To be done:
A. Write out the Harry Connick Jr interview word for word from "I discover everything" to "I truly love.".
B. Continue the Harry Connick Jr interview from where it stops.

Quoted passage:
Forget Josh Groban and Michael Bublé. Harry Connick Jr was the original heir to the legends of the past. For an entire generation, he was the dreamboat whose voice soundtracked 1989’s When Harry Met Sally and a series of bestselling jazz albums. He was the new Sinatra, without the messy Mob connections, a global star at 22. An effortless transition to the big screen had them swooning in the aisles from Memphis Belle and Independence Day to Hope Floats, a wholesome hottie with plenty of soul to keep things interesting. Thirty years later, Harry has three Grammys, two Emmys and 28 million albums. He’s been happily married to Jill Goodacre since 1994 and they have three daughters, Georgia Tatum, Sarah Kate and Charlotte. Add in sister Suzanna and Louisiana Supreme Court justice mum Anita and he has always been surrounded by women. He happily admits “I mostly gravitate to women because I find them more interesting.”
The feeling is reciprocated from twenty-something colleagues all the way to my somewhat older mother, who universally sigh when I mention the interview. Sure, he comes packaged in six strapping feet of floppy-haired, sleepy-eyed Southern charm, but why does everyone wish they were Sally to this Harry?
I discover everything for him comes down to love. It starts with his upbringing and ends with his faith.
“We were raised in New Orleans blind to everything – colour, sexuality, creed. Mardi Gras is a devout Catholic day but in New Orleans has become an extraordinary celebration of life, love and difference. These things co-exist in all of us. We are complex creations, but people have so many issues with what is different from them. I try to love as deeply as I can and believe in everyone. That is what makes me happy. I truly love my wife and children. I have relationships with men and women in my life I truly love.
“I try to think about what Christ wanted. Man, he loved everyone. He didn’t judge. I think about what some Catholics say about gay people and I don’t believe that is what the man we worship wanted. I also don’t believe in ‘tolerance.’ It implies there is something to overcome. Just love a person for who they are.”
Harry Connick Jr interview and new album
Harry Connick Jr with Sandra Bullock in Hope Floats
Music was his first great love and he made his ‘professional’ debut onstage aged five, playing piano at a political rally for his father. Joseph Harry Fowler Connick Sr was seeking election as the district attorney of New Orleans Parish – a post he then held until 2003.
“I loved the piano from three or four. At the event, I played the Star-Spangled Banner and I didn’t want to stop. My dad had to pull me away. I’ve always been obsessed with the idea you can press this little key down and a sound comes out and, man, sometimes it makes you feel something wonderful.”
Harry played with the New Orleans Symphony at nine and recorded his first album at ten. The rest may be history but I don’t doubt it when he says, “I’d be happy if all I did was play for myself, the fact that it touches other lives in an honour.”
The new album is a true labour of love and Harry orchestrated every note, every instrument. It’s a staggering achievement.
Harry Connick Jr has been making music since he was a kid
“There are 550 pages of scores. Not just the actual notes but the phrasing. It’s fine to freestyle on a New Orleans funk album, but for an orchestra? Man, there is so much that can go wrong but it is so exciting to still be creating at 52 and evolving. It’s art, there is no final chapter and it’s thrilling to be uncomfortable and afraid.”

Information provided:

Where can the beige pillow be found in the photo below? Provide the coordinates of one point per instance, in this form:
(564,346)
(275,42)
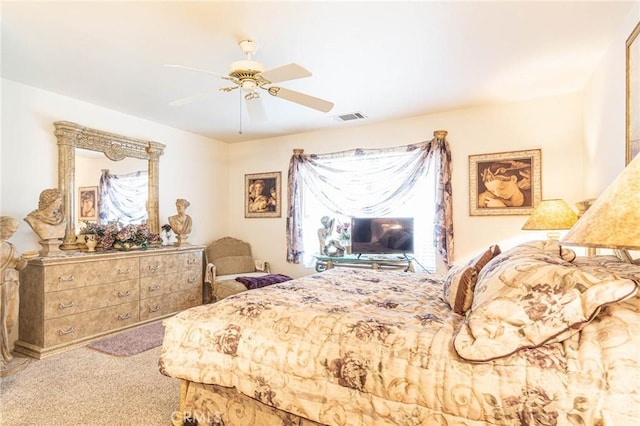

Answers to the exercise:
A.
I discover everything for him comes down to love. It starts with his upbringing and ends with his faith.
“We were raised in New Orleans blind to everything – colour, sexuality, creed. Mardi Gras is a devout Catholic day but in New Orleans has become an extraordinary celebration of life, love and difference. These things co-exist in all of us. We are complex creations, but people have so many issues with what is different from them. I try to love as deeply as I can and believe in everyone. That is what makes me happy. I truly love my wife and children. I have relationships with men and women in my life I truly love.

B.
I tell him my favourite track on the album is Begin the Beguine, hastily clarifying it’s not because it’s the only one where he doesn’t sing!
His sleepy baritone remains as beguiling as ever elsewhere, but when he simply plays the piano you can feel the music pouring out of him. It is breathtaking.
His manager, the same since he was a teenager, tells me she still loves to watch Harry disappear at the keyboard, lost again in his private rapture.
Harry Connick Jr and Jill have been married since 1994
In public, Harry just as passionately defends art in all forms as funding is cut in schools and coverage decimated in the media: “There are no statistics to art. It’s not a football score. It’s hard to articulate to people who are not wired that way but it’s about humanity.
“Art takes over where words fail. It unites us but it has always co-existed next to the most difficult and troubling parts of life. When people try and clean up parts of society they see as ugly, imperfect or just simply different, you lose something.
“A journalist asked me if it bothered me Porter was writing songs about men and I was like, ‘First, why would it? Second, we are talking about one of the great composers of all time. How offensive to assume everything he wrote was from personal experience. If I could only write autobiographically I’d have a very narrow perspective. The whole point is to fantasise, explore different lives. I often imagine different versions of myself, with a different life, sexuality, faith. That’s what artists do.”
Harry Connick Jr loves New Orleans Mardi Gras
Harry’s faith is at the heart of his love and compassion for all, but he struggles with the human flaws implicit in organised religion.
“I’m proud to be Catholic but we’re going through a horrible time. What is going on? I’m not a perfect Catholic and I miss lots of Sundays but I feel better when I come out.
“Some people automatically see me as a Bible thumper. Other want me to counsel them. I asked New York’s Cardinal Dolan, ‘Why me? I’m so flawed. Why look to me?’
“He said, ‘That’s’ why. You’re trying to figure it all out.’ All I believe is that whatever your faith, surely everyone wants to be more like Jesus or Gandhi. Well then, we need to deeply love everyone. And not because we’re told to. You have to find it inside yourself.”
Porter, of course, wrote many of these tracks in the 1930’s, a phenomenally liberal time across Europe and America. It was swiftly followed by Nazism in Germany and McCarthyism in Hollywood as any sense of ‘other’ was persecuted.
As communities and faiths across the globe are painfully divided once more, does hope still ‘float’ for Harry?
Harry Connick Jr, wife Jill and their three daughters
“I’m not impervious to sadness or tragedy. I’m highly flawed. I’m insecure. My faith is complicated. But I’m always hopeful, maybe too much. I like the way it feels.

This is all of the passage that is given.